** 提示文 **
..........

江戸の片隅に存在する心川。その川の名を冠した心町に暮らす人々の姿を描く短編集。貧乏暮らしから脱出したいと願うおちほの心の機微を描いた『心淋し川』。三人の妾とともに暮らすおりきが、それまで考えてもみなかったあたらしい自分と出会う『閨仏』。過去にこっぴどく別れて、再会した想い人とその子供との間で揺れる思いを描く『はじめましょ』。他三篇を収録。第164回直木賞受賞作。

 

 

人類がお金というものを発明して以来、お金と人間性や人生というものは切っても切り離せない存在となっていきました。

 

本書『心淋し川』の主な舞台は『心町』と呼ばれる町です。心川の側に作られた、訳ありな人々が集う少し淀んだ空気をまとった町。

 

心町に住む人々は決して裕福とは言えませんが、それでも日々を懸命に生きている人間ばかりです。

 

江戸時代は貨幣経済が成り立ちつつある時代でもあります。つまり、お金を稼げればそれなりにいい暮らしができ、そうでなければ地を這いつくばるような暮らししかできません。

 

心町とはそういう場所です。

 

しかし、そんな心町であったとしても、ほそぼそとではありますが暮らしを営んでいる人々がいて、彼らはみな懸命に生きていました。

 

僕は個人的に『閨仏』と『はじめましょ』の二編が好きでした。この二編は合わせて一篇と考えることもできるなあなんて勝手に思ってもいました。

..........

** データ抜粋 **
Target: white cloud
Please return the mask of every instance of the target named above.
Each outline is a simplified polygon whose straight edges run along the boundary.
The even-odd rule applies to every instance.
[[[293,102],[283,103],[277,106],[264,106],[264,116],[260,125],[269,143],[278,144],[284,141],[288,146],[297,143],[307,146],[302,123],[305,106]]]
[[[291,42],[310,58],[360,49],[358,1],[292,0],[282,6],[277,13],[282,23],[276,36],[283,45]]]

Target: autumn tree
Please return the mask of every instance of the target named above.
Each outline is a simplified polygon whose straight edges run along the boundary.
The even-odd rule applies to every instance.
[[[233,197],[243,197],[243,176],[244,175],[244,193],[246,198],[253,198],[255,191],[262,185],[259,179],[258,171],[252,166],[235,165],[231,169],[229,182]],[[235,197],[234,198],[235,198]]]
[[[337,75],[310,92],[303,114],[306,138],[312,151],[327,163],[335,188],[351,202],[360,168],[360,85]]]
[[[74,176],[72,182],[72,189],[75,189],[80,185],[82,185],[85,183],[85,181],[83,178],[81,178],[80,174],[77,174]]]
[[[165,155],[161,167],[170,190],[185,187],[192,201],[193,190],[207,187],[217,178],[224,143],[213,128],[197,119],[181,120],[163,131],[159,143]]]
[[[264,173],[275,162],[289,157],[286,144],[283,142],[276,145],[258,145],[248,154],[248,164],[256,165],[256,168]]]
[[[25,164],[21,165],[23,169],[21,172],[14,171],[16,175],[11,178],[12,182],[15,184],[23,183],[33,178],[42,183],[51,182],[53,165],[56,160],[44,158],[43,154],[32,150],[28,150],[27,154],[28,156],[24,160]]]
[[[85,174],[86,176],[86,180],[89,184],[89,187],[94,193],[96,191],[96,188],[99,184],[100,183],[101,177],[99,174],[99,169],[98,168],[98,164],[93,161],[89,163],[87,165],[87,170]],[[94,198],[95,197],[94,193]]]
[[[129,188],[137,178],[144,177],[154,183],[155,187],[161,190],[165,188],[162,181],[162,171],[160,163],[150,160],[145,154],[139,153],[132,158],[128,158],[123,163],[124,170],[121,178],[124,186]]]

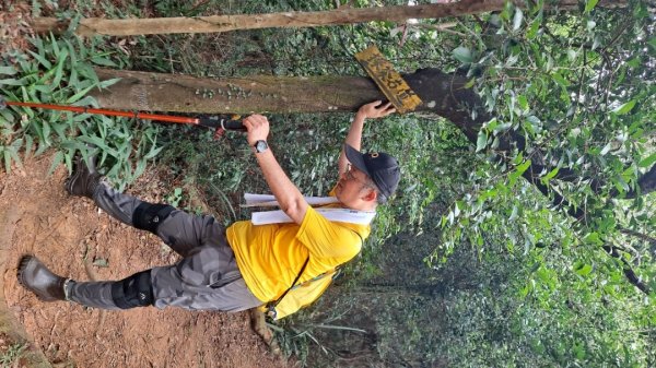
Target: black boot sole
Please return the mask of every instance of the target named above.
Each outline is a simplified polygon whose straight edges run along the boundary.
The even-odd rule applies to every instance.
[[[25,270],[27,270],[27,268],[30,268],[30,264],[33,261],[34,262],[39,262],[39,260],[36,257],[32,256],[32,254],[25,254],[25,256],[23,256],[21,258],[21,261],[19,262],[19,269],[16,271],[16,278],[19,280],[19,284],[21,284],[21,286],[23,286],[24,288],[26,288],[30,292],[32,292],[32,294],[34,294],[42,301],[60,300],[58,298],[52,298],[52,297],[43,297],[42,295],[39,295],[38,293],[36,293],[34,290],[34,288],[32,286],[30,286],[30,284],[25,281],[24,272],[25,272]]]

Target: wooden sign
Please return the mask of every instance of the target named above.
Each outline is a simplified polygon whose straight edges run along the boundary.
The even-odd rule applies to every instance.
[[[376,46],[355,54],[355,59],[399,114],[412,111],[421,105],[421,98],[410,88],[401,74],[394,70],[393,64],[385,59]]]

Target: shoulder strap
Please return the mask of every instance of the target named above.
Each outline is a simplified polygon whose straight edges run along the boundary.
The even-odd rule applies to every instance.
[[[286,290],[284,290],[284,293],[282,293],[282,295],[280,296],[280,298],[278,298],[276,300],[269,301],[269,304],[267,304],[267,309],[271,310],[271,309],[276,308],[276,306],[278,306],[278,304],[280,302],[280,300],[282,300],[282,298],[284,298],[284,296],[292,288],[294,288],[294,286],[296,286],[296,282],[298,281],[298,278],[301,278],[301,275],[303,274],[303,271],[305,271],[305,268],[307,266],[307,262],[309,262],[309,257],[305,259],[305,262],[303,262],[303,266],[301,268],[301,271],[298,271],[298,274],[296,275],[296,278],[294,278],[294,281],[292,282],[292,286],[290,286]]]
[[[364,239],[362,238],[362,235],[360,235],[360,233],[355,232],[355,230],[354,230],[354,229],[352,229],[352,228],[349,228],[349,229],[350,229],[351,232],[355,233],[355,235],[358,235],[358,237],[360,238],[361,245],[362,245],[362,246],[364,246]],[[280,300],[282,300],[282,298],[284,298],[284,296],[285,296],[285,295],[288,295],[288,293],[289,293],[291,289],[293,289],[293,288],[296,286],[296,282],[298,282],[298,278],[301,278],[301,275],[303,274],[303,272],[305,271],[305,268],[307,266],[307,262],[309,262],[309,257],[307,257],[307,258],[305,259],[305,262],[303,262],[303,266],[301,268],[301,271],[298,271],[298,274],[296,275],[296,278],[294,278],[294,281],[292,282],[292,285],[291,285],[291,286],[290,286],[290,287],[289,287],[286,290],[284,290],[284,293],[282,293],[282,295],[281,295],[281,296],[280,296],[278,299],[276,299],[276,300],[271,300],[271,301],[269,301],[269,302],[267,304],[267,313],[269,313],[269,314],[271,314],[271,313],[272,313],[272,316],[276,316],[276,306],[278,306],[278,304],[280,304]],[[347,261],[347,262],[348,262],[348,261]],[[341,272],[341,268],[342,268],[342,265],[344,265],[347,262],[344,262],[344,263],[342,263],[342,264],[339,264],[339,265],[337,265],[337,266],[336,266],[336,268],[332,270],[332,271],[333,271],[333,276],[332,276],[332,278],[337,277],[337,275],[338,275],[338,274]],[[317,276],[317,277],[314,277],[314,278],[311,278],[311,280],[308,280],[308,282],[312,282],[312,281],[319,280],[319,278],[321,278],[323,276],[325,276],[326,274],[327,274],[327,273],[323,273],[323,274],[320,274],[320,275],[319,275],[319,276]]]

..........

** 課題一覧 **
1. 次の(a)〜(c)は、『心淋し川』についての提示文の内容と合っていますか。それぞれ「はい」か「いいえ」で答え、判断の決め手となる本文の語句をそのまま引用してください。
(a) 心町は心川の側に作られた町である。
(b) 『閨仏』のおりきは四人の妾とともに暮らしている。
(c) 本書は第164回芥川賞受賞作である。
2. 『心淋し川』についての提示文を、最後の一文の後から書き継いでもらえますか。
リストは提示文とは別の出典から取られたものです。

** 課題の結果 **
1.
(a) はい。「心川の側に作られた、訳ありな人々が集う少し淀んだ空気をまとった町。」
(b) いいえ。「三人の妾とともに暮らすおりき」
(c) いいえ。「第164回直木賞受賞作。」

2.
 

なぜなら、『閨仏』は妾宅に住むおりきが女性用の性玩具に仏様を彫るところから始まります。そこで、自分でも気が付かなかった新しい自分の才能を見付ける事ができたのです。

 

そして『はじめましょ』は過去に捨てた女性を忘れられず、後悔の念とともに日々を過ごす男の話です。

 

ある日、彼は思いがけず昔想い合っていた女性と再会します。そしてその女性には子供がいました。

 

閨事(閨は女性の寝室を意味し、この場合性交渉を持つ事を指します)を連想させる仏様とその末に生まれる子供(『はじめましょ』に登場する子供は少々訳あり)という、この二つのお話はあまり無関係には思えませんでした。ここには作者である西條奈加先生のなんらかのメッセージが込められているのだというのは、勘繰り過ぎでしょうか?

 

さて、いかがでしたでしょうか?もし、興味を持っていただけたなら、ぜひお手に取ってみてください

 

それではまた、次回お会いしましょう。さよなら。